Fin 1973, la DGT annonça son intention d’ouvrir rapidement un service de commutation par paquets. Cette annonce était due à plusieurs émulations, en particulier l’initiative d’un groupe de grandes entreprises françaises qui étudiait un réseau partagé en technologie de paquets … sans oublier la rivalité avec l’IRIA !

Fin 1974, un conseil interministériel donna un feu vert conditionnel pour le lancement de Transpac :

La Délégation à l’informatique qui soutenait le projet Cyclades est supprimée en 1974, ce qui entraîne l’abandon du projet en 1978.

En 1975 La société TRT, consciente de l'importance qu'allaient prendre les réseaux de données, répond à un appel d'offres des PTT pour la réalisation d'un commutateur de paquets destiné au réseau de transmission de données par paquets (TRANSPAC) que l'administration des PTT envisage de mettre en place. La réponse est faite en collaboration avec les sociétés T.I.T. et SESA (pour les logiciels) et c'est ce consortium qui est finalement retenu par les PTT.
L'étude débute en 1976 ; une équipe entièrement nouvelle est créée à TRT regroupant Edouard ASSÉO, Henri VANNETZEL, Pierre LAMOINE, Guillaume BROC...
La réalisation du commutateur CP50 est une des plus complexes qu'ait entreprise TRT et, grâce au concours de M.B.L.E. à Bruxelles, la fabrication de circuits imprimés multicouches est mise au point pour des cartes de très grande dimension (près de 400 x 400 mm), comportant de 150 à 200 circuits intégrés. Le temps du cycle du processeur central étant de 250 nanosecondes, des problèmes nouveaux devront être résolus (temps de propagation, impédance des circuits, échauffement, etc...).
Le CP50 permet le raccordement de 360 lignes synchrones et 128 lignes asynchrones et commute 1000 paquets par seconde (à partir de 1985).
Un centre peut compter jusqu'à 32 commutateurs CP50, raccordés entre eux par un bus temporel à 10 Mhz, avec un débit utile de 26 Mb/s.
Il contient 5 cartes processeur du type RISC, réalisées sans circuits LSI. Le commutateur est composé de 2 chaînes identiques, l'une étant opérationnelle et la 2ème en secours. Le basculement est commandé par l'ordinateur de supervision (MITRA 125).

Photo d'un centre TRANSPAC équipé de 3 CP50 avec à gauche, les armoires MITRA 125

Les 3 premiers commutateurs CP 50 permettront d'équiper le réseau expérimental début 1978 et le réseau a été mis en service à la fin de l'année.
Ce fut une performance remarquable. Le succès de TRANSPAC se traduira pour TRT par la livraison de plus de 200 commutateurs CP 50 ; en huit ans, fin 1986, 40 000 abonnés auront été raccordés à TRANSPAC !

sommaire

La recommandation X25 du CCITT fut approuvée en 1976, la réalisation industrielle du système fut confiée à la SESA, le service démarra officiellement fin 1978.
La recommandation X25 du CCITT, officialisée en 1976, fut finalement un compromis technique entre quatre opérateurs très motivés : PTT français, British Post Office, Bell Canada et Telenet (réseau de transmission de données américain créé par Larry Roberts…ancien chef de projet d’ARPANET). Rémi Després, chef du projet RCP, a été un acteur majeur de ce résultat.

——————

*CONSIGNE A*. Selon l'extrait sur Transpac, combien de lignes synchrones le commutateur CP50 permet-il de raccorder ?
*CONSIGNE B*. Résumez en deux phrases l'extrait sur Transpac.
*CONSIGNE C*. Recopiez mot pour mot le passage de l'extrait sur Transpac qui va de « La recommandation X25 du CCITT, officialisée » jusqu'à « de ce résultat. ».

——————

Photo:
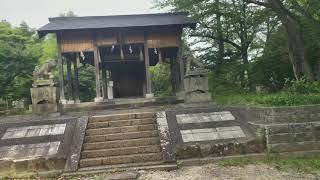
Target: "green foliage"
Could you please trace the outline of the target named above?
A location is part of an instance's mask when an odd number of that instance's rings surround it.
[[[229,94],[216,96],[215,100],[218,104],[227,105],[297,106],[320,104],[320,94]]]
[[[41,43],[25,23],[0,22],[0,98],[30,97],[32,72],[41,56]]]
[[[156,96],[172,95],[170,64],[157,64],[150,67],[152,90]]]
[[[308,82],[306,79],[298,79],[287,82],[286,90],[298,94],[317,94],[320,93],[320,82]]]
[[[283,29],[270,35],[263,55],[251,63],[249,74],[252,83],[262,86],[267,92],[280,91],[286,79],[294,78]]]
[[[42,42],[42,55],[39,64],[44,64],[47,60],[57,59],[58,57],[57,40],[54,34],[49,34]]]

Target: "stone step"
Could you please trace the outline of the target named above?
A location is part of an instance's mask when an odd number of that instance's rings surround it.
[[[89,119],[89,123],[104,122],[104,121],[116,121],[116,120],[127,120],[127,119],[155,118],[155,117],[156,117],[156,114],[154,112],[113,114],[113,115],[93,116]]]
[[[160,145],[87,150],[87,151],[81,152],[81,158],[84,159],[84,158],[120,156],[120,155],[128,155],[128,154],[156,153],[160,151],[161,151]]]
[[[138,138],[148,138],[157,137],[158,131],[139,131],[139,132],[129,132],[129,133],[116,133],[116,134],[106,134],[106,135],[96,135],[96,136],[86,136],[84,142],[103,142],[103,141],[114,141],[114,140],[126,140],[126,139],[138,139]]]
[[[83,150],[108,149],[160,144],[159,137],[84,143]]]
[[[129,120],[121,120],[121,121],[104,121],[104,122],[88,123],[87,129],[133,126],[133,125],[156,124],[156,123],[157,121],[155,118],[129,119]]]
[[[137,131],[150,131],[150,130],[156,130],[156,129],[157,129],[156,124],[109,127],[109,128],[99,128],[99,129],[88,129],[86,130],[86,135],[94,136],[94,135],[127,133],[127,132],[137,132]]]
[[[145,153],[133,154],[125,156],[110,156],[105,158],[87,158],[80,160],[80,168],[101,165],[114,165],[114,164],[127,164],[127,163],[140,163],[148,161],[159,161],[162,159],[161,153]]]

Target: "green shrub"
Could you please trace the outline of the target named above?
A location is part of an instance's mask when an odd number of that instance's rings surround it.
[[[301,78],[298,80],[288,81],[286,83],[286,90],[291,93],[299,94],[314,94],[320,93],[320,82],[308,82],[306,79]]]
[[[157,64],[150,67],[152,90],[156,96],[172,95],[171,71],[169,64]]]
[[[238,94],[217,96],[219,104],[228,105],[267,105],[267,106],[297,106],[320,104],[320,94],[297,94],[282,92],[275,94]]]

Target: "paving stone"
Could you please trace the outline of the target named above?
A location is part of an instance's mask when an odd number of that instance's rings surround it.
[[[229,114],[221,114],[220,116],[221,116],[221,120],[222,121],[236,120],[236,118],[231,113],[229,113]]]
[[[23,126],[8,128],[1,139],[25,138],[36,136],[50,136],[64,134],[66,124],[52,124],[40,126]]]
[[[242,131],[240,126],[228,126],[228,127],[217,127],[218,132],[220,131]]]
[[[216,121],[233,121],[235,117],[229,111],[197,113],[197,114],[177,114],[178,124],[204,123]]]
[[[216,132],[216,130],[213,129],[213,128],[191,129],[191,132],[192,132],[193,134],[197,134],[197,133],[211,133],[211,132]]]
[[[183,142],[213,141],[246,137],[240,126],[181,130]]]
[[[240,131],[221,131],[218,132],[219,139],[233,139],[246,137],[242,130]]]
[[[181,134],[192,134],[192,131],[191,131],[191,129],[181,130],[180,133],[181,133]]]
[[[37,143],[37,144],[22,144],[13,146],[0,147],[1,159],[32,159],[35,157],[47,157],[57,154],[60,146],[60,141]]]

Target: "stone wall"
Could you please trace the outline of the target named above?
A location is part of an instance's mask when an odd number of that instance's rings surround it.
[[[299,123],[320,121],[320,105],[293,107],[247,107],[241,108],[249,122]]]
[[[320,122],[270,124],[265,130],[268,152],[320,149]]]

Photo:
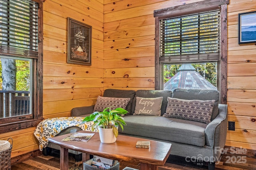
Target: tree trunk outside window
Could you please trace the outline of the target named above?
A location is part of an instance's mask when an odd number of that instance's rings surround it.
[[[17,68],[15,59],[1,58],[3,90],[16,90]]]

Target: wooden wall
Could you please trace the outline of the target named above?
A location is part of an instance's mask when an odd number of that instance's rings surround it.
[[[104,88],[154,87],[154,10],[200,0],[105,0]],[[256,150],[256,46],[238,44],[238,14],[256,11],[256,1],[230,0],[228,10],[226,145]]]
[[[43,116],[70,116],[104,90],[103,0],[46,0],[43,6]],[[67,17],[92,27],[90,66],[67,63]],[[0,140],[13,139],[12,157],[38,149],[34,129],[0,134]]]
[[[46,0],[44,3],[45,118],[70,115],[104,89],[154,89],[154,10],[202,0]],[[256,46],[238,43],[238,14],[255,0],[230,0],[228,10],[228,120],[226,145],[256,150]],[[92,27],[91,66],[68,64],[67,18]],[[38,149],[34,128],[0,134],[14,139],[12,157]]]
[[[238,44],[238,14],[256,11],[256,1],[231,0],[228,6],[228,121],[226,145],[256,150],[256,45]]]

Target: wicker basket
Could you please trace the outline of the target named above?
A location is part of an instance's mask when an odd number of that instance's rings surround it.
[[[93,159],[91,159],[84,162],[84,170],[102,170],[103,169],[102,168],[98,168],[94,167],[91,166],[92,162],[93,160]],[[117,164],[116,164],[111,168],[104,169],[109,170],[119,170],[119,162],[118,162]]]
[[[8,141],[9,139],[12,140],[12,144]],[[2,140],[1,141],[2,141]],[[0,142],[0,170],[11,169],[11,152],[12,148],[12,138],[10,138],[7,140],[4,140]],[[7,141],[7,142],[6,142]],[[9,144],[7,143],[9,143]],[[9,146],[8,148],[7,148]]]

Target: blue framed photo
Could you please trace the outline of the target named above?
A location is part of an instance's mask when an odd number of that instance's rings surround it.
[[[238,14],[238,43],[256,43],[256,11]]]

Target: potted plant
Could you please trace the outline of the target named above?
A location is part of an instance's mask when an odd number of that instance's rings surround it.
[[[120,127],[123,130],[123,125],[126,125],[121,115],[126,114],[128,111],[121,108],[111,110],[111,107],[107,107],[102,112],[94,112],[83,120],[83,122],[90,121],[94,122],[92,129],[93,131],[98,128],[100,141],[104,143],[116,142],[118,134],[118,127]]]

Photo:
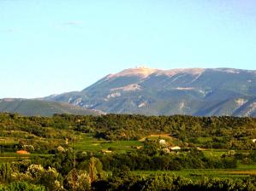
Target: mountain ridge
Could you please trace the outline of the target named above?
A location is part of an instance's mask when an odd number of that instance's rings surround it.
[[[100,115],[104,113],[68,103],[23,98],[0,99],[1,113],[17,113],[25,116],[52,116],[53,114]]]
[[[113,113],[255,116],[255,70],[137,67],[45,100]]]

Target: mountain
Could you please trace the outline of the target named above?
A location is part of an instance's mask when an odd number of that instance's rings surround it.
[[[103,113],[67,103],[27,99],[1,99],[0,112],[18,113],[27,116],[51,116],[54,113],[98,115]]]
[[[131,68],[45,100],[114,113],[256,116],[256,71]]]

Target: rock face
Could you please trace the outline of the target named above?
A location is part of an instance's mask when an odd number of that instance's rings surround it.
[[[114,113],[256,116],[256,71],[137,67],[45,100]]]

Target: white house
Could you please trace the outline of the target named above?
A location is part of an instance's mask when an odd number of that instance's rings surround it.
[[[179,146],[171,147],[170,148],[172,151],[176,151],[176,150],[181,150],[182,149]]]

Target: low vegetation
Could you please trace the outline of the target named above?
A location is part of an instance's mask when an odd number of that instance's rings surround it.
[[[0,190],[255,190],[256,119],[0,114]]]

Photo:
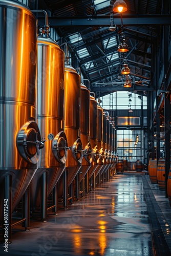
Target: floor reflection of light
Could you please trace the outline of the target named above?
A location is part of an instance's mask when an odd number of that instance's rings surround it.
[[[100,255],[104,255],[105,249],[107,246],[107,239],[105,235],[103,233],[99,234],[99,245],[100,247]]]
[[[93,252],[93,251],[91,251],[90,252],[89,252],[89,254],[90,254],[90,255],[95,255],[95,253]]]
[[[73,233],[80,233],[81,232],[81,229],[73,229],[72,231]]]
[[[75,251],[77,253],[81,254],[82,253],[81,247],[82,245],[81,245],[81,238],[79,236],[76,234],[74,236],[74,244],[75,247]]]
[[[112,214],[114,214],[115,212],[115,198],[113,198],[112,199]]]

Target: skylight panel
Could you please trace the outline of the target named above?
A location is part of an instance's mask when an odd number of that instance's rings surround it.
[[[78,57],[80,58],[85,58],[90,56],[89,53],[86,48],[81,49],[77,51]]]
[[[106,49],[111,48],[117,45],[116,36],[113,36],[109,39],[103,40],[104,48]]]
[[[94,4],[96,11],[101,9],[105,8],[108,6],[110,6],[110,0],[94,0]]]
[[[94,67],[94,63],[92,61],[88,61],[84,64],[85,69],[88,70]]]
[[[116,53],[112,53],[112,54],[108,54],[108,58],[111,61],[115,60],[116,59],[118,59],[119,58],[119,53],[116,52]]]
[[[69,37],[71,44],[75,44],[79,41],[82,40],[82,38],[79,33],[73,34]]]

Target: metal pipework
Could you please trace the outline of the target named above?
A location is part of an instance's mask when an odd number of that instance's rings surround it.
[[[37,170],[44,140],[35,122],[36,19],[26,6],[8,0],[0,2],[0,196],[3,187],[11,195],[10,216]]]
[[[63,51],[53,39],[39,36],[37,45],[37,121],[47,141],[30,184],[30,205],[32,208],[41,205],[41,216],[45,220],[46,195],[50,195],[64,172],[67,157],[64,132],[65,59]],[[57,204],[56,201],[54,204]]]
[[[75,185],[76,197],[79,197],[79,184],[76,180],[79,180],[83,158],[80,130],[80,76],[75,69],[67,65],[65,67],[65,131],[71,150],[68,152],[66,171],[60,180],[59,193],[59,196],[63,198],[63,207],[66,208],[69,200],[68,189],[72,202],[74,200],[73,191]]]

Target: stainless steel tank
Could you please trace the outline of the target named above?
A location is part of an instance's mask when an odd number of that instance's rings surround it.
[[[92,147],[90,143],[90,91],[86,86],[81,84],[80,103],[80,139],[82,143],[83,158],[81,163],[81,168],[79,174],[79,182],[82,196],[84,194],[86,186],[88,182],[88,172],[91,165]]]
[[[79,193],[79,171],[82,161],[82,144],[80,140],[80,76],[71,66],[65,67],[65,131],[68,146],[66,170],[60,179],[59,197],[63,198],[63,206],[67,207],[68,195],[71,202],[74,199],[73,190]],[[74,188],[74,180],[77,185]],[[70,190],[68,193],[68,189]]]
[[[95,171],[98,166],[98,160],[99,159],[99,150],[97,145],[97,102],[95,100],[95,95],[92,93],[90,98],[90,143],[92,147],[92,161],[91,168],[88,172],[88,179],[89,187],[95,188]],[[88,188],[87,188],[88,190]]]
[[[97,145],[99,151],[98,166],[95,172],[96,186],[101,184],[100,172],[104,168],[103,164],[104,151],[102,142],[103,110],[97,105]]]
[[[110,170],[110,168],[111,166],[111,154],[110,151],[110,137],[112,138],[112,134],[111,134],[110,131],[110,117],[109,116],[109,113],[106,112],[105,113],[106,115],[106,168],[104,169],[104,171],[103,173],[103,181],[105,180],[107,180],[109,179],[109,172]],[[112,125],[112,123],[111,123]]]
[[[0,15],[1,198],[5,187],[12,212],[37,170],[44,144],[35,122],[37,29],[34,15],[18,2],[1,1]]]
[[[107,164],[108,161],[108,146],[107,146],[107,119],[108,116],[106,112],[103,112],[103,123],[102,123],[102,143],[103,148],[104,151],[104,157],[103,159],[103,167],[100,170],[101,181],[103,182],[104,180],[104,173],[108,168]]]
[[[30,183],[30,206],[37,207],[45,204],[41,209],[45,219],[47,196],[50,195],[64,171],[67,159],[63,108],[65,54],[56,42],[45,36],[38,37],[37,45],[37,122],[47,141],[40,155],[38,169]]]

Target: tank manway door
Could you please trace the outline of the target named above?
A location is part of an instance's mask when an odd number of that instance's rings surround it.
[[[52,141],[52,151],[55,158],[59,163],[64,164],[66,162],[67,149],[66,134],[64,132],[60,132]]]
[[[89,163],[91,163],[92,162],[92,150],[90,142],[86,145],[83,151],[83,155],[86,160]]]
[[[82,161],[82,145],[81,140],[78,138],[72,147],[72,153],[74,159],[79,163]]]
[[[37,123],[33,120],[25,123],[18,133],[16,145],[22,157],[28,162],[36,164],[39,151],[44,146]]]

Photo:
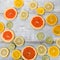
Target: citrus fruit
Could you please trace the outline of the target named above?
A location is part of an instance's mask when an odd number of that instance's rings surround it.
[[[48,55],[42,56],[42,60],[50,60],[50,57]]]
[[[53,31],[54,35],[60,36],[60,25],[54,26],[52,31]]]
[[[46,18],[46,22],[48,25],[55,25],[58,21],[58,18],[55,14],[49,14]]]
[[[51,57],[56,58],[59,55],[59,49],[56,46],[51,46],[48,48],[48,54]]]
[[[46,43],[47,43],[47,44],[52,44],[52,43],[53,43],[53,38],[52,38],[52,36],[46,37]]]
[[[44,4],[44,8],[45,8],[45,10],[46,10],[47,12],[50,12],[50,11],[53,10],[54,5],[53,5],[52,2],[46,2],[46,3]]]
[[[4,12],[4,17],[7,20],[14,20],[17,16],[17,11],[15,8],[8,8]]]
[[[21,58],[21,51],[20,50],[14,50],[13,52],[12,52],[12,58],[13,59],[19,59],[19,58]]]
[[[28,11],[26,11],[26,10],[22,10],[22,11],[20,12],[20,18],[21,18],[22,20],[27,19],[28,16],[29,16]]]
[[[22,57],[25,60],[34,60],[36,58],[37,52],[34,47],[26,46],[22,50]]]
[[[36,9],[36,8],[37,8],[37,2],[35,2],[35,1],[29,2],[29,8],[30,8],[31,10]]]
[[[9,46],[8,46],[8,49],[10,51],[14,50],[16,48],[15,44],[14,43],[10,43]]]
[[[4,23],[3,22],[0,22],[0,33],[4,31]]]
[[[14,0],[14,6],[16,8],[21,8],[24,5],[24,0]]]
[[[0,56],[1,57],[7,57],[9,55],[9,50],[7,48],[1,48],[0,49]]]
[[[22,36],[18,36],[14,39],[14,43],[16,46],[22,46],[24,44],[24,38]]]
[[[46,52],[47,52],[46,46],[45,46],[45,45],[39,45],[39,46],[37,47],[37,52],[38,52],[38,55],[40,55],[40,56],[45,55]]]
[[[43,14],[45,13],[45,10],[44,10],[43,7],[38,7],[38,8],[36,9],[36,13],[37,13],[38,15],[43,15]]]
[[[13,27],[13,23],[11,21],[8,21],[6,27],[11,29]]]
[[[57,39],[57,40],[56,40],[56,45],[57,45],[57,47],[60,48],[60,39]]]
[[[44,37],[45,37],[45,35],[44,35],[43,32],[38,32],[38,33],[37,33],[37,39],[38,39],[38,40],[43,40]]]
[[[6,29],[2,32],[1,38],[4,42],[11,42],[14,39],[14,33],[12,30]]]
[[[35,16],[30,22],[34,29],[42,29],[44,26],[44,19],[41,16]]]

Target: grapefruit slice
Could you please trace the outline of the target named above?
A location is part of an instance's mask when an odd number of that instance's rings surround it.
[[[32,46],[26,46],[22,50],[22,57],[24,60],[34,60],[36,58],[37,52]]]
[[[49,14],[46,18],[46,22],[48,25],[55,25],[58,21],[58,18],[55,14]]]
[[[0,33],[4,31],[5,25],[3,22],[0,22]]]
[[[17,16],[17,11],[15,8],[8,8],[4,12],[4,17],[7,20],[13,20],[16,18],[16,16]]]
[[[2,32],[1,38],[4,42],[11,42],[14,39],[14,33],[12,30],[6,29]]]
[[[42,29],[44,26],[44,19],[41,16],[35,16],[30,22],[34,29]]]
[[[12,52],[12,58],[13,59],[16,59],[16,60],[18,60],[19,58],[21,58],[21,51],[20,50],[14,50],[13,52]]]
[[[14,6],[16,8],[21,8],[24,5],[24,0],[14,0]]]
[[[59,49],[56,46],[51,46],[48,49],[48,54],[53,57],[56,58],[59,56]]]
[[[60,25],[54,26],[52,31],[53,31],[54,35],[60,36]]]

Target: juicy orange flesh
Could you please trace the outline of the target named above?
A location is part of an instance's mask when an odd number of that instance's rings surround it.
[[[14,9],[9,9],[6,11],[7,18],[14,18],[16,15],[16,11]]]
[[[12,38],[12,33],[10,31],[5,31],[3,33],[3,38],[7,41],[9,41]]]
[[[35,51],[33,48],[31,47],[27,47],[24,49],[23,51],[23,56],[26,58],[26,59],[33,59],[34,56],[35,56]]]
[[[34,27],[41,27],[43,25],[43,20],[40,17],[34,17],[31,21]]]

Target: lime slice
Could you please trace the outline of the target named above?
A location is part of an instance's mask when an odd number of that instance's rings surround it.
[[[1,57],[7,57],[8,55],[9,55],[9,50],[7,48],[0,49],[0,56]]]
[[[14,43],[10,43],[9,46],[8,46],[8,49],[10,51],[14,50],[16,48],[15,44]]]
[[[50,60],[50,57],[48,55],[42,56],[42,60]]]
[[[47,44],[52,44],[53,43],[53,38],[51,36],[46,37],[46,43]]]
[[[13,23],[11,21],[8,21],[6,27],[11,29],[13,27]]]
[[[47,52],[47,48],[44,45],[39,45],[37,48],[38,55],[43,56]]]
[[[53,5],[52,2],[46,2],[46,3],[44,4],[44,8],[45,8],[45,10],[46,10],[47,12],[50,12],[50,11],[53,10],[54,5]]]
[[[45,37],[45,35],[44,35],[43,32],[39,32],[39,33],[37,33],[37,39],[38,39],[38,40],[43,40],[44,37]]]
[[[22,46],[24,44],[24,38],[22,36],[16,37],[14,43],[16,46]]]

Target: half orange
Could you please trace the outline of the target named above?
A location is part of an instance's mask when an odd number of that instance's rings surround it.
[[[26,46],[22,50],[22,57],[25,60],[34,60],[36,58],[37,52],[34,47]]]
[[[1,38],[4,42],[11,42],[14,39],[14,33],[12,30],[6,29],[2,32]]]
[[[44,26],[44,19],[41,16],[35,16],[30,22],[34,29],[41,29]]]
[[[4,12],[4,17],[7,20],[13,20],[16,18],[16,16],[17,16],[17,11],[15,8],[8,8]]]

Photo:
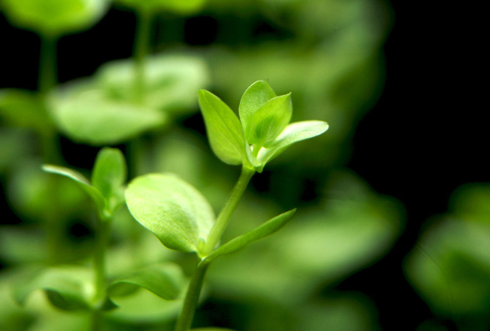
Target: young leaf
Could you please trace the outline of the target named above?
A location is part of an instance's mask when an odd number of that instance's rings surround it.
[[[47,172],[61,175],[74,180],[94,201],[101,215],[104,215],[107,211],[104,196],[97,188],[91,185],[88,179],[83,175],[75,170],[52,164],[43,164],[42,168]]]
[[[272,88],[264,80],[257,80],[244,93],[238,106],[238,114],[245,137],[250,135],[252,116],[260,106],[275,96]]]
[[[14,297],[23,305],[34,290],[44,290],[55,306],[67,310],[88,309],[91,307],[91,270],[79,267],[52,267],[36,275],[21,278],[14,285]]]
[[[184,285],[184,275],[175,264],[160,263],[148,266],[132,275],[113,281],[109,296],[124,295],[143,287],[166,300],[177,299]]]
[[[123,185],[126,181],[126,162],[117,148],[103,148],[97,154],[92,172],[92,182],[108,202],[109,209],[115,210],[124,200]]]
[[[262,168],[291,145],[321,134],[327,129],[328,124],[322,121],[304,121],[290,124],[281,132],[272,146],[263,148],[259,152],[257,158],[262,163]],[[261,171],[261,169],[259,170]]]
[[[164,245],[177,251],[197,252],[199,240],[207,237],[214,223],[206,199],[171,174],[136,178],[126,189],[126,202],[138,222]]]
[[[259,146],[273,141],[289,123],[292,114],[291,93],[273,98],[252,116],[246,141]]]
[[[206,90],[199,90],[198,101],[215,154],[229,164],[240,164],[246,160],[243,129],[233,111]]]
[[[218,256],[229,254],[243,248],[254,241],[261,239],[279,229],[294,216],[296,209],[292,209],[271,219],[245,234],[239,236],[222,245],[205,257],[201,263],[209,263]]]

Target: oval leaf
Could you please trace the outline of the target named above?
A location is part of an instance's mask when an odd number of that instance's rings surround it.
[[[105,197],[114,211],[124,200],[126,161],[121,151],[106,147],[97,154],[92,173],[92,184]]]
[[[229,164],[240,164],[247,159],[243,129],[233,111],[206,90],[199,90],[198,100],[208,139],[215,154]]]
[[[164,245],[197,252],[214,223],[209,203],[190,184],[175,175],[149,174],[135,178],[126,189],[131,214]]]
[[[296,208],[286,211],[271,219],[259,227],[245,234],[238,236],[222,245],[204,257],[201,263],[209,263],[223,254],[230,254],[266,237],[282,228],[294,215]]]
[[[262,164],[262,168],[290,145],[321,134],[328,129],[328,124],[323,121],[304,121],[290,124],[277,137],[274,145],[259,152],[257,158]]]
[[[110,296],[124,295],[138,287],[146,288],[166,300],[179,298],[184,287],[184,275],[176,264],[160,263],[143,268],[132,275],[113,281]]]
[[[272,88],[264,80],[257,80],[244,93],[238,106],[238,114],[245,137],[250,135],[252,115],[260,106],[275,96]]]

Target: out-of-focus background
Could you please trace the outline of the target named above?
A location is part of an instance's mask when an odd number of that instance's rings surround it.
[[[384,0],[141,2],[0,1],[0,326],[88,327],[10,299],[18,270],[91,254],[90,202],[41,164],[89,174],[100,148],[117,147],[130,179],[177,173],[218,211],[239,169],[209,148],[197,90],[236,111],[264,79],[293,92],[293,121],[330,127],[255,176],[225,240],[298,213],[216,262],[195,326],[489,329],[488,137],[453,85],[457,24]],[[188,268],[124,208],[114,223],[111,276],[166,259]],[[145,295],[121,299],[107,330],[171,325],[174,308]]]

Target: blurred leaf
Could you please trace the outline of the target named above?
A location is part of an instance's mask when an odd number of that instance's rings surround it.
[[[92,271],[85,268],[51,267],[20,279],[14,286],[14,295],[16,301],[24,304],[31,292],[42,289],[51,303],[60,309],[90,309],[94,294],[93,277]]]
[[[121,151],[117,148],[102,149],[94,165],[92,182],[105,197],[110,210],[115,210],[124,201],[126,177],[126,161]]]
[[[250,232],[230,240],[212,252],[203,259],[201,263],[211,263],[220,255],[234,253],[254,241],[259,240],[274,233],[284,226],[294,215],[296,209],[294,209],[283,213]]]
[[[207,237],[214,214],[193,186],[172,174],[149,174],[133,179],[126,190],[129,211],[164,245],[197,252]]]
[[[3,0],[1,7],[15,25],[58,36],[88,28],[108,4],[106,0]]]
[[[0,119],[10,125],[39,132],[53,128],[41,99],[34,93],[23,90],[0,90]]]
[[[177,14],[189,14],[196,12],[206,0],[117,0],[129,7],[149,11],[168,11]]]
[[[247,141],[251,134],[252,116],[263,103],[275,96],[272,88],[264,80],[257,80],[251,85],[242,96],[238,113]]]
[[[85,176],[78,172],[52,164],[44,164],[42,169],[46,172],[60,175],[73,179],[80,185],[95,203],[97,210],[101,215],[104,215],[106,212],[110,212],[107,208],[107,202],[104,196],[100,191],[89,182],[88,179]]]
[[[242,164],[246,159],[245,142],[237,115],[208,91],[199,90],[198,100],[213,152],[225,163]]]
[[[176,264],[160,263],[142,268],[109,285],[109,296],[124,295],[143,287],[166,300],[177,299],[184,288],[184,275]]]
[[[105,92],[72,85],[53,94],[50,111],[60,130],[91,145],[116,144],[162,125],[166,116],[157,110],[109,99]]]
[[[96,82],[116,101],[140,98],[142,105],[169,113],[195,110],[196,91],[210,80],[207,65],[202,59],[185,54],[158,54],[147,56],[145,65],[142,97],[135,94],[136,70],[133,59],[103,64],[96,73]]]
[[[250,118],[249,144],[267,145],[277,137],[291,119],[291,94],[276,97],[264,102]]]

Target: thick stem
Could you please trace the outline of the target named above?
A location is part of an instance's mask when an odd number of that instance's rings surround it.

——————

*RÉPONSE COMPLÈTE A*. 360 lignes synchrones.

*RÉPONSE COMPLÈTE B*. Fin 1973, la DGT annonça l'ouverture d'un service de commutation par paquets, et les PTT retinrent le consortium formé par TRT, T.I.T. et SESA pour réaliser le commutateur CP50 du réseau TRANSPAC. Le réseau expérimental fut équipé début 1978 et mis en service à la fin de l'année, puis TRT livra plus de 200 commutateurs CP 50 et 40 000 abonnés étaient raccordés fin 1986.

*RÉPONSE COMPLÈTE C*.
La recommandation X25 du CCITT, officialisée en 1976, fut finalement un compromis technique entre quatre opérateurs très motivés : PTT français, British Post Office, Bell Canada et Telenet (réseau de transmission de données américain créé par Larry Roberts…ancien chef de projet d’ARPANET). Rémi Després, chef du projet RCP, a été un acteur majeur de ce résultat.